Records from a data collection:

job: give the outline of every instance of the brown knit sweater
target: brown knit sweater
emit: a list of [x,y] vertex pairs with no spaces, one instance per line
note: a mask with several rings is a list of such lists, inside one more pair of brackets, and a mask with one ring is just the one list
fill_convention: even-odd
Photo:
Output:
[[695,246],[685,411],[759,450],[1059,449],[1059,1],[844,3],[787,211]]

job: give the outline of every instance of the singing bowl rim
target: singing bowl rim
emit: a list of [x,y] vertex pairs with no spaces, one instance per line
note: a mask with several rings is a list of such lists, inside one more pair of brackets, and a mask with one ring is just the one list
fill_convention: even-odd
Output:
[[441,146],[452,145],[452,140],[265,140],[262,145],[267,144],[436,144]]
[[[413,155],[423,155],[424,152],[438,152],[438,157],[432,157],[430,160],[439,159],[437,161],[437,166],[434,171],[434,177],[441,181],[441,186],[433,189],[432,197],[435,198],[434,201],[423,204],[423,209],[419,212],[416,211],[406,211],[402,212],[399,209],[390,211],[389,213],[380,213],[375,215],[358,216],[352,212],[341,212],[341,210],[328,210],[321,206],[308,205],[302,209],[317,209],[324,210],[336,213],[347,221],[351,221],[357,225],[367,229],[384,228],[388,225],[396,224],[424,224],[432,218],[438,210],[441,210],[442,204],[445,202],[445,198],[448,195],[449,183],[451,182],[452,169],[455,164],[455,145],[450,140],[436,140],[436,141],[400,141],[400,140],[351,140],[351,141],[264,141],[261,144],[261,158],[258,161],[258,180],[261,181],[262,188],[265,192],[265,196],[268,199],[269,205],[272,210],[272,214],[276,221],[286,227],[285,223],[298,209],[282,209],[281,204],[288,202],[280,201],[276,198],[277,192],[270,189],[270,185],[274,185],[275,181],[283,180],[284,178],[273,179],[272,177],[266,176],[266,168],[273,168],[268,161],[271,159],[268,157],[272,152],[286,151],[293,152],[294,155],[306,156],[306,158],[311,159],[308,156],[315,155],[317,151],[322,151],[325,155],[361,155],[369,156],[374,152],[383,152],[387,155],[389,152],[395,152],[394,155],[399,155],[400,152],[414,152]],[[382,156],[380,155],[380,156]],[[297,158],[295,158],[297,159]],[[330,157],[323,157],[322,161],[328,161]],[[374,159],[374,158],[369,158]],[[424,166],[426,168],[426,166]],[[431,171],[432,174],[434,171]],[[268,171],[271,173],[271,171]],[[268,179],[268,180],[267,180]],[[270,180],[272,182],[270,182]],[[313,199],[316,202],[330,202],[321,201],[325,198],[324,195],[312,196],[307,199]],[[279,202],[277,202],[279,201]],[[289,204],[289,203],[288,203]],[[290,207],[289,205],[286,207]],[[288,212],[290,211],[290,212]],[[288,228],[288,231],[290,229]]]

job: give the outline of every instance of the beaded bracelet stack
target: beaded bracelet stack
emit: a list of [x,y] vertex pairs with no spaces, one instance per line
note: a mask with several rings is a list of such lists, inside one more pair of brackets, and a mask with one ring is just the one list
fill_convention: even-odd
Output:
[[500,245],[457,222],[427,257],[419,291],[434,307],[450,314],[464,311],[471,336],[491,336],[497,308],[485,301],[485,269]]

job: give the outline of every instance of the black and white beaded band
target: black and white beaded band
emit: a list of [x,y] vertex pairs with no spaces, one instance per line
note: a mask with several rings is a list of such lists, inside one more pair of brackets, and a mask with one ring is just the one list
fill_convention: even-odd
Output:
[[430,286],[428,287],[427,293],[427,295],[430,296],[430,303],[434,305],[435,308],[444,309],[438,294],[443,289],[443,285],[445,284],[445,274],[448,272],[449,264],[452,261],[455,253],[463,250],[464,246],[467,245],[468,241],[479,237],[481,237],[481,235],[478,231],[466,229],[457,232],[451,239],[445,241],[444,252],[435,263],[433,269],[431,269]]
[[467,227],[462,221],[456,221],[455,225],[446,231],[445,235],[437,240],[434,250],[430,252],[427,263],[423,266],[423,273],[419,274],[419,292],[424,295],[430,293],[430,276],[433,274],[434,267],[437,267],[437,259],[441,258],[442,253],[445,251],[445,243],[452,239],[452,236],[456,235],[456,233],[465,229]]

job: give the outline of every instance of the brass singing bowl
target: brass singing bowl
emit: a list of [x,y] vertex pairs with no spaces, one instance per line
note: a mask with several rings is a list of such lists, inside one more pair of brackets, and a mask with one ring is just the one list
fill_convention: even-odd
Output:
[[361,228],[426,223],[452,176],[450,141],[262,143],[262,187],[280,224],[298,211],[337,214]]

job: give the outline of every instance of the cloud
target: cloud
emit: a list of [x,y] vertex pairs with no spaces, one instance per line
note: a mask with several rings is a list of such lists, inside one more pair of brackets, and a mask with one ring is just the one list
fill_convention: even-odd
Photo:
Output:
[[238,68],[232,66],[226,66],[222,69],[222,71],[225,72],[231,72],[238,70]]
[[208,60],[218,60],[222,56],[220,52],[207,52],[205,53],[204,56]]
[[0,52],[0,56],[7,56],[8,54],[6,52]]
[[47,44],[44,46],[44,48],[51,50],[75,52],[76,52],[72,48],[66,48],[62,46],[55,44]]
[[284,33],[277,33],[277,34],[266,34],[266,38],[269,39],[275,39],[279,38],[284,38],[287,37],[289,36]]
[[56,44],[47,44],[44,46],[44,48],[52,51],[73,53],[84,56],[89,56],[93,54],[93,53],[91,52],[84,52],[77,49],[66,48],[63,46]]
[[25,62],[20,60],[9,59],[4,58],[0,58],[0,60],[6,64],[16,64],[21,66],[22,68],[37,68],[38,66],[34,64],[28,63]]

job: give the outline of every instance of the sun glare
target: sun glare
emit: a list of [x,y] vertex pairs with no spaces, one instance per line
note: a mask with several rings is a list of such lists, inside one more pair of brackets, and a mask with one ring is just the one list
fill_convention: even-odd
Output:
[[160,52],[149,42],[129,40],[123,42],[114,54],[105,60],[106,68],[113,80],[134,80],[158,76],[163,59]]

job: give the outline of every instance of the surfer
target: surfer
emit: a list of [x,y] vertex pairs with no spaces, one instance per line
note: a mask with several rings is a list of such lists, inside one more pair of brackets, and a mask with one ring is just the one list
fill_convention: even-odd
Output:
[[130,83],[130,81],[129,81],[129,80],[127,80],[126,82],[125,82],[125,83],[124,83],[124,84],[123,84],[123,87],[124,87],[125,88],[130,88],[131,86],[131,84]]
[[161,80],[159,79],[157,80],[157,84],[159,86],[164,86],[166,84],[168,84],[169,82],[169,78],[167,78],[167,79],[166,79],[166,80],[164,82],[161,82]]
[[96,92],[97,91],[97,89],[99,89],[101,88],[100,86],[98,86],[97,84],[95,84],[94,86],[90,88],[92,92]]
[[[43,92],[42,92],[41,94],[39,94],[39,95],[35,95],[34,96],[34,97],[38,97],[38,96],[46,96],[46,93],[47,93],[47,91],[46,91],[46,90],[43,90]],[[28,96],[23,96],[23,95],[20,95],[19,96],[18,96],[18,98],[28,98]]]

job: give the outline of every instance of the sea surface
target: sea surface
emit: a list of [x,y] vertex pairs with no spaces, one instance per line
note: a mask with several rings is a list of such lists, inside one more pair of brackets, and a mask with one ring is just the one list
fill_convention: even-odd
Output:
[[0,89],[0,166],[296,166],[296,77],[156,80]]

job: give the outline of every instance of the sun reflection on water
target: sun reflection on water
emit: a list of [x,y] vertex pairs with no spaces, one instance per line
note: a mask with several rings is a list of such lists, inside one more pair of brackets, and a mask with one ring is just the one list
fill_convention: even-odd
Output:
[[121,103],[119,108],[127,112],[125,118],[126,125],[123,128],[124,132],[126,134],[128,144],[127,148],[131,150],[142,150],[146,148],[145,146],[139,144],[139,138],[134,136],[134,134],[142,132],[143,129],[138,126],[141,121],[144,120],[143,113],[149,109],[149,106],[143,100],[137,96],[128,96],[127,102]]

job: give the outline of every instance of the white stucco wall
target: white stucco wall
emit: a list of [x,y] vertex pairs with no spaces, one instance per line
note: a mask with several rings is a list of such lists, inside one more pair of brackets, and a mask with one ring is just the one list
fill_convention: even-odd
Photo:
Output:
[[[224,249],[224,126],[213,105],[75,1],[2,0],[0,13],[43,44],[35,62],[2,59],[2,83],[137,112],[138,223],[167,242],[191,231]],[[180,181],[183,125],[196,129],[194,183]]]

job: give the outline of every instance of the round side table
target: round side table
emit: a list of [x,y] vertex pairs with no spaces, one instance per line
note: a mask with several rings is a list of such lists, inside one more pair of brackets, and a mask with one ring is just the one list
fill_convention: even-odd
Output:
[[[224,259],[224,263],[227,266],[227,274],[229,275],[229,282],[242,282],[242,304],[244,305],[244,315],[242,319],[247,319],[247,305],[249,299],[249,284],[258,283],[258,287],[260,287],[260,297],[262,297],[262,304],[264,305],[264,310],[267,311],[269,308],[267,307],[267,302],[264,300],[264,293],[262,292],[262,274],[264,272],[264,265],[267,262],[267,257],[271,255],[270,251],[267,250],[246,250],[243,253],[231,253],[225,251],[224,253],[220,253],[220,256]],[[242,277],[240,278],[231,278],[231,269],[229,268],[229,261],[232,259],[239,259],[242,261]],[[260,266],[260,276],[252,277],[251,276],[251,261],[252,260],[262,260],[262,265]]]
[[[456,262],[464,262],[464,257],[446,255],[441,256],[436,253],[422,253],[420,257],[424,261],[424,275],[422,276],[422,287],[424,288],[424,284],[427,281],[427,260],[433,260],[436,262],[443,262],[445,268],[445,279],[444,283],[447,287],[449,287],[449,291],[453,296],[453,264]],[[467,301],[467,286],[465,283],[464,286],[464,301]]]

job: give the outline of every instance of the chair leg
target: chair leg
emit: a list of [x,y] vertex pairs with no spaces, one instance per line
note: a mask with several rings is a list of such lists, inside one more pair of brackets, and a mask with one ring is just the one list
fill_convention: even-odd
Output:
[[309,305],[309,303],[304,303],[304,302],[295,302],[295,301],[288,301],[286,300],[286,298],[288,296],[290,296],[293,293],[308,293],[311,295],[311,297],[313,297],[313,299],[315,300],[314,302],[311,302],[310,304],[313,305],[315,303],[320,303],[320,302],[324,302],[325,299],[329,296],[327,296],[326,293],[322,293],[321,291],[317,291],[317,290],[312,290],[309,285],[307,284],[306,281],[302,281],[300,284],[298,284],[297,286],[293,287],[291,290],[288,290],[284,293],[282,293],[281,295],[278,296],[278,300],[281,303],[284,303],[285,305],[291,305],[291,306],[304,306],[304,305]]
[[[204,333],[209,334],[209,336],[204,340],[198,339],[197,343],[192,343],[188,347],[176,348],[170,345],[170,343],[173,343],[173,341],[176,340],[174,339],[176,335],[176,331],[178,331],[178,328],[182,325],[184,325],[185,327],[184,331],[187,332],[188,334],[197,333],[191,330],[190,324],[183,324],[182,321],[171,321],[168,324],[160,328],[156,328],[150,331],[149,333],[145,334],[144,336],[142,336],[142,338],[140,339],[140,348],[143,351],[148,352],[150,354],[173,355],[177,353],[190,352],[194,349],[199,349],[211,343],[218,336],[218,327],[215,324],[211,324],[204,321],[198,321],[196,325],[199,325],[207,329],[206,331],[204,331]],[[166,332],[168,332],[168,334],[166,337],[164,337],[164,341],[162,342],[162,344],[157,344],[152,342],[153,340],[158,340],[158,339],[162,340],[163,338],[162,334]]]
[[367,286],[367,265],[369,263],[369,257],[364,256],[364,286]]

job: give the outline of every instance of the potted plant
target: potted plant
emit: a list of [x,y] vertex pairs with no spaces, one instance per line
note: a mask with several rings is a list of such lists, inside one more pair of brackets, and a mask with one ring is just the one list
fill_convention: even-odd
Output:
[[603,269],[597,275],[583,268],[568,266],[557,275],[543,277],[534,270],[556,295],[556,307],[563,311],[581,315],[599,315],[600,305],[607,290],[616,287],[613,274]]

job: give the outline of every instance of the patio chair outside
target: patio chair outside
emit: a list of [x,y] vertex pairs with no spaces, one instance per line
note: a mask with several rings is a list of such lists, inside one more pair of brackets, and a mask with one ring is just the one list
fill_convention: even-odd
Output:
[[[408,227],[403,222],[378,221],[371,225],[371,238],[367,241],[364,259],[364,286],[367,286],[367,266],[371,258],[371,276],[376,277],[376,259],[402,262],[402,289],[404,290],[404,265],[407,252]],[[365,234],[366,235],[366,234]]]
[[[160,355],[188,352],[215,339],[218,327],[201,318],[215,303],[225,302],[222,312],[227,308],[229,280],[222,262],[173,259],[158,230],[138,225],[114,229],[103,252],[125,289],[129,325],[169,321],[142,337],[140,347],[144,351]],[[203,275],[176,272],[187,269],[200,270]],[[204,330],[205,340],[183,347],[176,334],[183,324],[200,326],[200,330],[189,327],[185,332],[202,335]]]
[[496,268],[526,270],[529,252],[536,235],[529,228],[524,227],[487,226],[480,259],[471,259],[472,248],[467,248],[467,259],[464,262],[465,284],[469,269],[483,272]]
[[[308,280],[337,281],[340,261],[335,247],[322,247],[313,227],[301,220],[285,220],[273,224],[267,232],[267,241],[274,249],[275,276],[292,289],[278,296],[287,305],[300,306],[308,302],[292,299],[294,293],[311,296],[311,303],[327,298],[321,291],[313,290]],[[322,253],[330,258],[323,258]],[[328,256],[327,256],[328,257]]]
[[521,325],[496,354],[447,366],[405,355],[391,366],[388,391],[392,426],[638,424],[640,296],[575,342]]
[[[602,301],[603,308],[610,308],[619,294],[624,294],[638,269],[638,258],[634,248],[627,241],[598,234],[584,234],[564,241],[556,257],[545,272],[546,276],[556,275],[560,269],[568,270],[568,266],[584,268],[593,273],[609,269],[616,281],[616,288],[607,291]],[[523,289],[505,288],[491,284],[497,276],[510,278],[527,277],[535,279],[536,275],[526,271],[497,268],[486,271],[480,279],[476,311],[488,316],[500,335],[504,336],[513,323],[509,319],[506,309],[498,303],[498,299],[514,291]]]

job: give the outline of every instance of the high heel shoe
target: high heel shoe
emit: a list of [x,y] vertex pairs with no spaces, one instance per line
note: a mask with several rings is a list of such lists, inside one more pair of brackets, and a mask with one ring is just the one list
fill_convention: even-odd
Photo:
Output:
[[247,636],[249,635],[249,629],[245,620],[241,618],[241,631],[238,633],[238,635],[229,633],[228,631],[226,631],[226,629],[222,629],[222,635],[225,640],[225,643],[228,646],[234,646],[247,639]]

Problem to solve -
Would you give again, word for word, every line from the one with "job: give the outline of every instance of the high" through the final line of the listing above?

Response to the exercise -
job: give the outline of every instance of the high heel shoe
target: high heel shoe
emit: a list of [x,y] vertex pairs with no spaces, one instance per line
note: a mask with several rings is a list of such lists, inside one more pair of brackets, and a mask with one ring is just the one list
fill_convention: even-odd
Photo:
Output:
[[247,636],[249,635],[249,629],[245,620],[241,618],[241,631],[238,633],[238,635],[229,633],[228,631],[226,631],[226,629],[222,629],[222,635],[225,640],[225,643],[228,646],[234,646],[247,639]]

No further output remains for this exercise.